Content starts
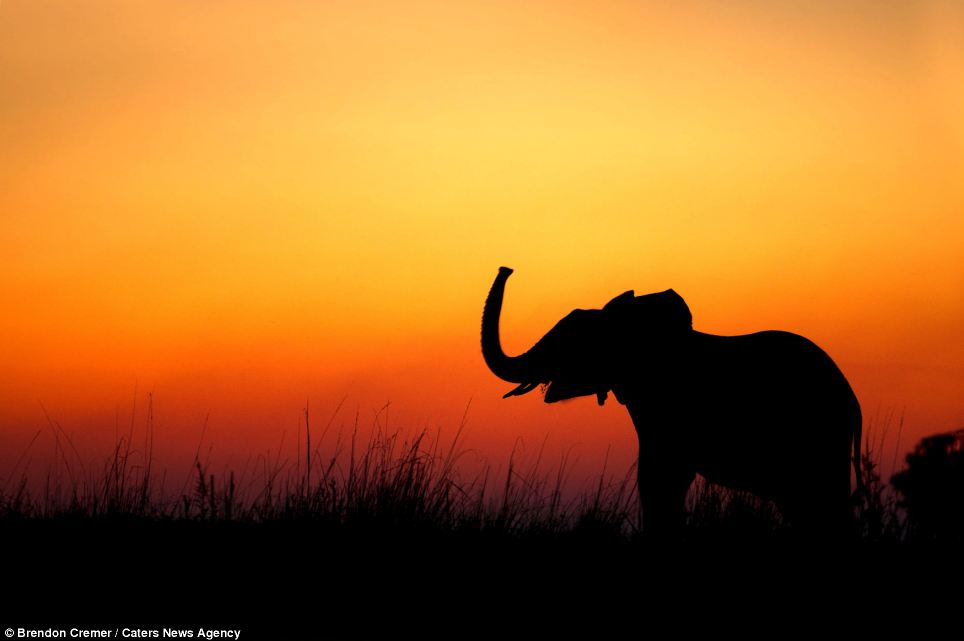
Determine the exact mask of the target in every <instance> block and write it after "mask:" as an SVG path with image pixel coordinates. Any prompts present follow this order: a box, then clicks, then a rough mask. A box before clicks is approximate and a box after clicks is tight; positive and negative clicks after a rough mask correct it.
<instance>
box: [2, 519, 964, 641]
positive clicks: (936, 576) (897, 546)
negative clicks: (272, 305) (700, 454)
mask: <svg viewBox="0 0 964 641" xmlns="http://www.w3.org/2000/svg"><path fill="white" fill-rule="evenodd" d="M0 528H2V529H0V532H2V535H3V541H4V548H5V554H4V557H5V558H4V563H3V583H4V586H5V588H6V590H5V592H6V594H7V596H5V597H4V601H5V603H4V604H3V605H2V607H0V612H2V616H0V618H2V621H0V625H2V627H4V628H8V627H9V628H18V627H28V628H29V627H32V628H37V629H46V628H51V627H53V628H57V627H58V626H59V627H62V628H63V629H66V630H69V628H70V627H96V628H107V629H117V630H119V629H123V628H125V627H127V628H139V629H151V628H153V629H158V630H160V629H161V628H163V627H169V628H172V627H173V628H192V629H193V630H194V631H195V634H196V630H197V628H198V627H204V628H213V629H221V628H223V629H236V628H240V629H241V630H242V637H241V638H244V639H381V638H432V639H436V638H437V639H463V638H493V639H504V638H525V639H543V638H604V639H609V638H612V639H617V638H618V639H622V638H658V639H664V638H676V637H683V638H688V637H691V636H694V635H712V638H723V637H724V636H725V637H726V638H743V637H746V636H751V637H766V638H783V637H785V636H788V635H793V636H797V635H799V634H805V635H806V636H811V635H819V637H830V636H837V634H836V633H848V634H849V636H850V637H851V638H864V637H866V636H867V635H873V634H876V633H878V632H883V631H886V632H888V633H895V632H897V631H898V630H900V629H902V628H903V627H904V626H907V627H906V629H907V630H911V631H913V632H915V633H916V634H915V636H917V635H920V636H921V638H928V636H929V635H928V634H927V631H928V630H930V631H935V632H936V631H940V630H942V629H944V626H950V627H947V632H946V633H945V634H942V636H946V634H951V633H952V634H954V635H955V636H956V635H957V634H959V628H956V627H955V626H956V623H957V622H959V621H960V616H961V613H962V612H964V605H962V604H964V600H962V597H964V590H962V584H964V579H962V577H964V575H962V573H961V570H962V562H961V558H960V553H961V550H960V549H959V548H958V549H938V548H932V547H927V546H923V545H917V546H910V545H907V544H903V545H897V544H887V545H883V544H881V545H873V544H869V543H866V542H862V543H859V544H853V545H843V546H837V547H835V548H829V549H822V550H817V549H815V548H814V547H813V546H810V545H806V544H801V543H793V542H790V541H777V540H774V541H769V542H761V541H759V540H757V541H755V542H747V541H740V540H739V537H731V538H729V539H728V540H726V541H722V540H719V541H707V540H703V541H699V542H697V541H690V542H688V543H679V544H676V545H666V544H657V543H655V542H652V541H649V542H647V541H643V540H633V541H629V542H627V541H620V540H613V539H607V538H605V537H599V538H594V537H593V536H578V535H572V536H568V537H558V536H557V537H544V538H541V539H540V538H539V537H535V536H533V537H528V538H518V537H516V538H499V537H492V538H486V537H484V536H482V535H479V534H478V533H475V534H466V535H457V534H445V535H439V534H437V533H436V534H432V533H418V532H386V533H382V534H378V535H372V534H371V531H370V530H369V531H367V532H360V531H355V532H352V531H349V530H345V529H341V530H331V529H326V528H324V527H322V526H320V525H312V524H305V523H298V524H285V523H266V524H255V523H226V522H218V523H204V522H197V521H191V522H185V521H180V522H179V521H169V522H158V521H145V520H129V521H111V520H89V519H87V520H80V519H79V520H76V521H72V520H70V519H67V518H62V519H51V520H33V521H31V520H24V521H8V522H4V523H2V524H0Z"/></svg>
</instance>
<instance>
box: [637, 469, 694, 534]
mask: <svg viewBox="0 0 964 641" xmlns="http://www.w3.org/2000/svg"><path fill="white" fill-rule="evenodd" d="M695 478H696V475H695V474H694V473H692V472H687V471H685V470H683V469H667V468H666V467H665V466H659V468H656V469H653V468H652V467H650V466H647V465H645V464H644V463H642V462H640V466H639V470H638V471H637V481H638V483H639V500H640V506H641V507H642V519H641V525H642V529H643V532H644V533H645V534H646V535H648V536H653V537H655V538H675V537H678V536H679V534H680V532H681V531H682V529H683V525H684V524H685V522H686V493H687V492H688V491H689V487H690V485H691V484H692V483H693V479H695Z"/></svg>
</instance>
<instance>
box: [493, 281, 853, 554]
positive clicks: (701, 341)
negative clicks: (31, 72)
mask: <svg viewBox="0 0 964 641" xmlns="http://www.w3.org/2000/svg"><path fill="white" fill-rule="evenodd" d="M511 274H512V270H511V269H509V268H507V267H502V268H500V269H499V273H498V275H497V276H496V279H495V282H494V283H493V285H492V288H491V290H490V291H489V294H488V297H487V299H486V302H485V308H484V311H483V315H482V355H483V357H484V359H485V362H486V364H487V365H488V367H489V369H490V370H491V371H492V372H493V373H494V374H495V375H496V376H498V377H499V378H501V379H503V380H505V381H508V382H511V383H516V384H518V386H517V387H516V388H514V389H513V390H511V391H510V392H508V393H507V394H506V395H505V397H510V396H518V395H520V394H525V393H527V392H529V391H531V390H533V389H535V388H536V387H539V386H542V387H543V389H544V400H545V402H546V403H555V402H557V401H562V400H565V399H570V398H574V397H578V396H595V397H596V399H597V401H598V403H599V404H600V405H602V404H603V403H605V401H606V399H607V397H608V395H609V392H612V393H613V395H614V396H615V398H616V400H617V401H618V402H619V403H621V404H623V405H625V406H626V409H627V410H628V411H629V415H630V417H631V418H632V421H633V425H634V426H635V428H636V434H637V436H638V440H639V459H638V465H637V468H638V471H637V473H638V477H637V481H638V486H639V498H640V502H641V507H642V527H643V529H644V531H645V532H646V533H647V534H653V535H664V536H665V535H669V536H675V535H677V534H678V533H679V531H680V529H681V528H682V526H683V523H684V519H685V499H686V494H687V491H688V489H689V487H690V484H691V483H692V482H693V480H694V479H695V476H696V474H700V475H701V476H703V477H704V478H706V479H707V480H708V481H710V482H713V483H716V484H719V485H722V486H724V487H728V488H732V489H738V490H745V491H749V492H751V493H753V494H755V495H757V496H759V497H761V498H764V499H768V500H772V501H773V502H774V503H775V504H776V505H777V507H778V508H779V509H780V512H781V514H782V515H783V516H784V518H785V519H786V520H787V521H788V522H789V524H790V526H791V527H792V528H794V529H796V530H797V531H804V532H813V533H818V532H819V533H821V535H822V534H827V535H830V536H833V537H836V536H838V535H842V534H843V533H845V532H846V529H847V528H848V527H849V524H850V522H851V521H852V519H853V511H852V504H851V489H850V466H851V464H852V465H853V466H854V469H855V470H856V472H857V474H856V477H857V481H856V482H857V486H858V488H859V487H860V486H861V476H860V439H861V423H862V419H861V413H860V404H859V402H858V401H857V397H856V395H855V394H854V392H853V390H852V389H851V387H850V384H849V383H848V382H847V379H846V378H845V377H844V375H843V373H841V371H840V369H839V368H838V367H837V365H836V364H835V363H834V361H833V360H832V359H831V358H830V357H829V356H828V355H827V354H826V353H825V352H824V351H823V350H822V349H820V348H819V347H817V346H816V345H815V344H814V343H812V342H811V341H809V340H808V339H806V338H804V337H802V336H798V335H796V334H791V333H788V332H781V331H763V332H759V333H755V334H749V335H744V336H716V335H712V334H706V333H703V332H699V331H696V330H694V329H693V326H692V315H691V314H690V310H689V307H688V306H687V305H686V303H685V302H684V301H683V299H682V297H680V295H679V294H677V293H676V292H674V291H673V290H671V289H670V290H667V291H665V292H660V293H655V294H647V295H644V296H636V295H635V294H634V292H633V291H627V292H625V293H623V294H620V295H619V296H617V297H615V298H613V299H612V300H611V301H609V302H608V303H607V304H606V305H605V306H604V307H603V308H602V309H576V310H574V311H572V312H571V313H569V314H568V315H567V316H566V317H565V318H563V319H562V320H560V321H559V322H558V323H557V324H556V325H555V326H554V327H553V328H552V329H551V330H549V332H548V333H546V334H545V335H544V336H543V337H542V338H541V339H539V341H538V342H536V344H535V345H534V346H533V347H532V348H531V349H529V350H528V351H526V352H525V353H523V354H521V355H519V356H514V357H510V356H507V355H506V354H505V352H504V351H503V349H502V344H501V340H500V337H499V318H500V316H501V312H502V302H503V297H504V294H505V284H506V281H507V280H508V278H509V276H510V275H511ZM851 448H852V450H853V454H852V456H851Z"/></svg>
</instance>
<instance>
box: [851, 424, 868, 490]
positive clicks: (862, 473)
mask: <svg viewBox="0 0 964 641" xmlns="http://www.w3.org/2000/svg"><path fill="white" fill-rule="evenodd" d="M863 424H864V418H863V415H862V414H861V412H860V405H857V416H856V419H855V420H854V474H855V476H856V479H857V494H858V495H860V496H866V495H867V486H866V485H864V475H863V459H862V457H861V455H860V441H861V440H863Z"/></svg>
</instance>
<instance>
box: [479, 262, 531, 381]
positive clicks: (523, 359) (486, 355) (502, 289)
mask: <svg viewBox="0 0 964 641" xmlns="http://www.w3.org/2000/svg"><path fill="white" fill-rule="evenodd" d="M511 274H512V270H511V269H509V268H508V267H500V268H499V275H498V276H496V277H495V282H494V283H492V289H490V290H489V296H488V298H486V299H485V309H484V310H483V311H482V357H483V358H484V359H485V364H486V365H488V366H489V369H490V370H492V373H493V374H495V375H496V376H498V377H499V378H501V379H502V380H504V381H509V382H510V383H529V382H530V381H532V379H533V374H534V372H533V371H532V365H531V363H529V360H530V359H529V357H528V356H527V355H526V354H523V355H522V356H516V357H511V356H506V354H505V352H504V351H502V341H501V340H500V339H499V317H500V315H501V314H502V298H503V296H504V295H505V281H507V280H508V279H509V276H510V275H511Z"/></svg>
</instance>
Content ends
Content starts
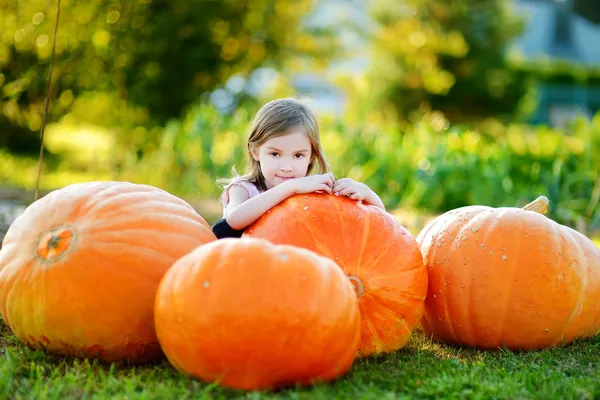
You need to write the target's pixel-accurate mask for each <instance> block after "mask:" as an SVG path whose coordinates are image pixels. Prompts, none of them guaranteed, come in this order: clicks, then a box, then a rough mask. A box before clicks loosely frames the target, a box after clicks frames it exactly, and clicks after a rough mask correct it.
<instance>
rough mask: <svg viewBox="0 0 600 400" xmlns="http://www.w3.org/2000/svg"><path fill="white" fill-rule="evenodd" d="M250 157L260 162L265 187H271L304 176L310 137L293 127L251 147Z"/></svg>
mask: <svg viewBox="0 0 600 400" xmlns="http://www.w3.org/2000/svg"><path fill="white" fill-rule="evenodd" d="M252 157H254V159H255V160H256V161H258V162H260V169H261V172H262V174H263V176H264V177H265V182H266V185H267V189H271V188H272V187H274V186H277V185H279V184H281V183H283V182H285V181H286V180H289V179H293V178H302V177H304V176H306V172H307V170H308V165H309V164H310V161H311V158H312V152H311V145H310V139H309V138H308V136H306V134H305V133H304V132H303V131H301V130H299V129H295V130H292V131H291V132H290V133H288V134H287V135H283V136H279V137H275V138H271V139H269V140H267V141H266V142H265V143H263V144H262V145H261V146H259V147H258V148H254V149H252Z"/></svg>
Content ends
TASK OBJECTIVE
Starting with the line above that holds "Determine the exact" and stopping with the line that holds "positive clicks: (936, 576) (897, 546)", reproduce each line exactly, omitting all other lines.

EXERCISE OUTPUT
Determine the exact mask of the target in every <instance> block and write it after "mask:" as an SVG path with image pixel coordinates. Any prompts present follow this order: a box, then clicks, then a rough mask. A box before clicks is approximate and a box after clicks is tight; positive and negative clicks after a rough mask correct it.
<instance>
box: [2, 519, 964, 641]
positive clicks: (936, 576) (897, 546)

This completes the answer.